#### Records for the task
•••••
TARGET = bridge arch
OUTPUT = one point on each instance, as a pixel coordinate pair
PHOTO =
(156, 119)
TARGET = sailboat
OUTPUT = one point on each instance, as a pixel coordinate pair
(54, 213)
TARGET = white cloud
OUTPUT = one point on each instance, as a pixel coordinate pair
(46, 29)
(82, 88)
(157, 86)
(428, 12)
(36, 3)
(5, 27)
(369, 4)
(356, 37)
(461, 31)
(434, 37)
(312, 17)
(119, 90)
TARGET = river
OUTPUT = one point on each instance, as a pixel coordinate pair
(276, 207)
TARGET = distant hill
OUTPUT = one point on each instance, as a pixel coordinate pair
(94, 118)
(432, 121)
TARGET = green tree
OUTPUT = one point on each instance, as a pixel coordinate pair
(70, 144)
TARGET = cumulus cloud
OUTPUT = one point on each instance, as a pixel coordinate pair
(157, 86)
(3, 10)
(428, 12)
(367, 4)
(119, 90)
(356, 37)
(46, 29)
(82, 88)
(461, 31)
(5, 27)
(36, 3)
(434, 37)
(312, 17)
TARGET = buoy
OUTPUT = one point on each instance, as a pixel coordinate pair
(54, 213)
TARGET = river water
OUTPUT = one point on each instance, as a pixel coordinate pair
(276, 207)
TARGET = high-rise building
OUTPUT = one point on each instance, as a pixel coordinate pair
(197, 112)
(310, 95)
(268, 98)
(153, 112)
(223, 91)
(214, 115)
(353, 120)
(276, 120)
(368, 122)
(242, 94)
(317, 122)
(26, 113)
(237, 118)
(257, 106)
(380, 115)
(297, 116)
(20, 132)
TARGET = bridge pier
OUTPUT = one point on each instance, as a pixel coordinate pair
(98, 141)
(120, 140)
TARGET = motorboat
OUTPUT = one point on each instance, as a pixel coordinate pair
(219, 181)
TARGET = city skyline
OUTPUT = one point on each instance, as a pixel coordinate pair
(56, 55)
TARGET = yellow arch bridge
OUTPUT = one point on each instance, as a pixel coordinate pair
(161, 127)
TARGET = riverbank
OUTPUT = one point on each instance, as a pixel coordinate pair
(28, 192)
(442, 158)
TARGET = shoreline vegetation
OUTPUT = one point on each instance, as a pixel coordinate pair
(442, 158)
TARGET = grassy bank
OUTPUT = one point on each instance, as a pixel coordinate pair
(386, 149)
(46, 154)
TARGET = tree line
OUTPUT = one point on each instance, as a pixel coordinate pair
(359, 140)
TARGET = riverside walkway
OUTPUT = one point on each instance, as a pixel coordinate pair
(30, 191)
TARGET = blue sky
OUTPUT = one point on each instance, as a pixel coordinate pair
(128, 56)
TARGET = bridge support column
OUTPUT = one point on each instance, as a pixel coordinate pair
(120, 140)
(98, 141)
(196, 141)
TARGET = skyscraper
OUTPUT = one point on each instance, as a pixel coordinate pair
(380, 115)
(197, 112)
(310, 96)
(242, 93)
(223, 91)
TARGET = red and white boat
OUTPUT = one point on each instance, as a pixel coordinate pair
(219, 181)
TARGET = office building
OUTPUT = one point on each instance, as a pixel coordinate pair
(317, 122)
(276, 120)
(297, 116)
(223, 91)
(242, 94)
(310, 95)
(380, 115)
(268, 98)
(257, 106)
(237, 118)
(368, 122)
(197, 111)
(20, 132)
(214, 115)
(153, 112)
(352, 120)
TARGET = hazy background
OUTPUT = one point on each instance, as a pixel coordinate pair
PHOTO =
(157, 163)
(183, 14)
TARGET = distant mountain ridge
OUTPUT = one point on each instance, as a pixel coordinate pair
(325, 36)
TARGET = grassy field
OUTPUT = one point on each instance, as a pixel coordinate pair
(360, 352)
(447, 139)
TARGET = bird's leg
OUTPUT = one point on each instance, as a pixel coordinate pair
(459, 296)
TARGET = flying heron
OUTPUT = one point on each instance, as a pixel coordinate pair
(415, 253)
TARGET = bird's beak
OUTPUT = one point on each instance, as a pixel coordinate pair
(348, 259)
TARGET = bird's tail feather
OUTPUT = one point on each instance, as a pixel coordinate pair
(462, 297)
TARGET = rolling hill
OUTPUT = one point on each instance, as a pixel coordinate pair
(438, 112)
•••••
#### Task objective
Give back the data exactly, with no line dropped.

#### Solution for this exercise
TARGET = bridge arch
OUTPUT = one point on each instance, as a pixel coordinate pair
PHOTO =
(156, 119)
TARGET = sailboat
OUTPUT = one point on each instance, as a pixel coordinate pair
(54, 213)
TARGET = white cloud
OUTPUT = one point on each instance, as a pixel coordinate pair
(46, 29)
(82, 88)
(157, 86)
(428, 12)
(36, 3)
(5, 27)
(369, 4)
(356, 37)
(461, 31)
(434, 37)
(312, 17)
(119, 90)
TARGET = river
OUTPUT = one point on each instance, as a pixel coordinate pair
(276, 207)
TARGET = distant hill
OUTPUT = one point on each instance, as a pixel coordinate pair
(94, 118)
(432, 121)
TARGET = green tree
OUTPUT = one point on each instance, as a pixel coordinate pair
(70, 144)
TARGET = cumulus cloud
OUTPUT = one point on each instance, as a pixel coordinate pair
(157, 86)
(3, 10)
(428, 12)
(367, 4)
(119, 90)
(356, 37)
(46, 29)
(82, 88)
(461, 31)
(5, 27)
(36, 3)
(434, 37)
(312, 17)
TARGET = buoy
OUTPUT = one point on each instance, as a pixel coordinate pair
(54, 213)
TARGET = river water
OUTPUT = one point on each instance, as a pixel coordinate pair
(276, 207)
TARGET = high-rise building
OUTPUT = one point on each instance, as a pixel coordinate pair
(197, 112)
(310, 95)
(268, 98)
(153, 112)
(223, 91)
(214, 115)
(353, 120)
(276, 120)
(368, 122)
(242, 94)
(317, 122)
(26, 113)
(237, 118)
(257, 106)
(380, 115)
(297, 116)
(20, 132)
TARGET = bridge pier
OUTPUT = one point on each instance, as a pixel coordinate pair
(98, 141)
(120, 140)
TARGET = motorboat
OUTPUT = one point on each instance, as a pixel coordinate pair
(219, 181)
TARGET = city skyline
OUTPUT = one point on each instance, as a pixel coordinate pair
(56, 55)
TARGET = yellow arch bridge
OUTPUT = one point on each instance, as a pixel coordinate pair
(161, 127)
TARGET = riverbank
OUTPUT = one point on each instance, as a pixel coordinate pair
(28, 192)
(442, 158)
TARGET = shoreline vegetation
OUTPUT = one point on each instance, as a pixel coordinate pair
(442, 158)
TARGET = grassy bank
OUTPUT = one point on each instance, as a pixel coordinate pair
(386, 149)
(46, 154)
TARGET = tree line
OUTPUT = one point on each instance, as a pixel coordinate pair
(359, 140)
TARGET = riverside walkway
OUTPUT = one point on each instance, as a pixel coordinate pair
(30, 191)
TARGET = blue sky
OUTPUT = one point on each instance, as a pixel coordinate pair
(128, 56)
TARGET = bridge support column
OUTPUT = one point on each instance, as a pixel coordinate pair
(120, 140)
(98, 141)
(196, 141)
TARGET = skyscraper
OUTPUT = one point on each instance, as a pixel coordinate pair
(380, 115)
(197, 112)
(310, 96)
(242, 93)
(223, 91)
TARGET = red and white boat
OUTPUT = one point on each instance, as a pixel coordinate pair
(219, 181)
TARGET = office building
OUTPUT = one point on each instance, as a pixel coordinate pair
(317, 122)
(276, 120)
(297, 116)
(223, 91)
(242, 94)
(310, 95)
(380, 115)
(268, 98)
(257, 106)
(237, 118)
(368, 122)
(197, 111)
(20, 132)
(214, 115)
(153, 112)
(352, 120)
TARGET = hazy background
OUTPUT = one point on each instance, as a pixel coordinate pair
PHOTO =
(157, 163)
(183, 14)
TARGET = distant mountain ridge
OUTPUT = one point on each instance, as a pixel coordinate pair
(325, 36)
TARGET = grassy field
OUTPUT = one point on each instance, as a pixel coordinate pair
(360, 352)
(447, 139)
TARGET = bird's leg
OUTPUT = one point on each instance, as a pixel coordinate pair
(459, 296)
TARGET = flying heron
OUTPUT = one point on each instance, as a pixel coordinate pair
(415, 253)
TARGET = bird's beak
OUTPUT = one point on each instance, as a pixel coordinate pair
(348, 259)
TARGET = bird's tail feather
OUTPUT = one point on each instance, as a pixel coordinate pair
(462, 297)
TARGET = rolling hill
OUTPUT = one point on each instance, as a pixel coordinate pair
(438, 112)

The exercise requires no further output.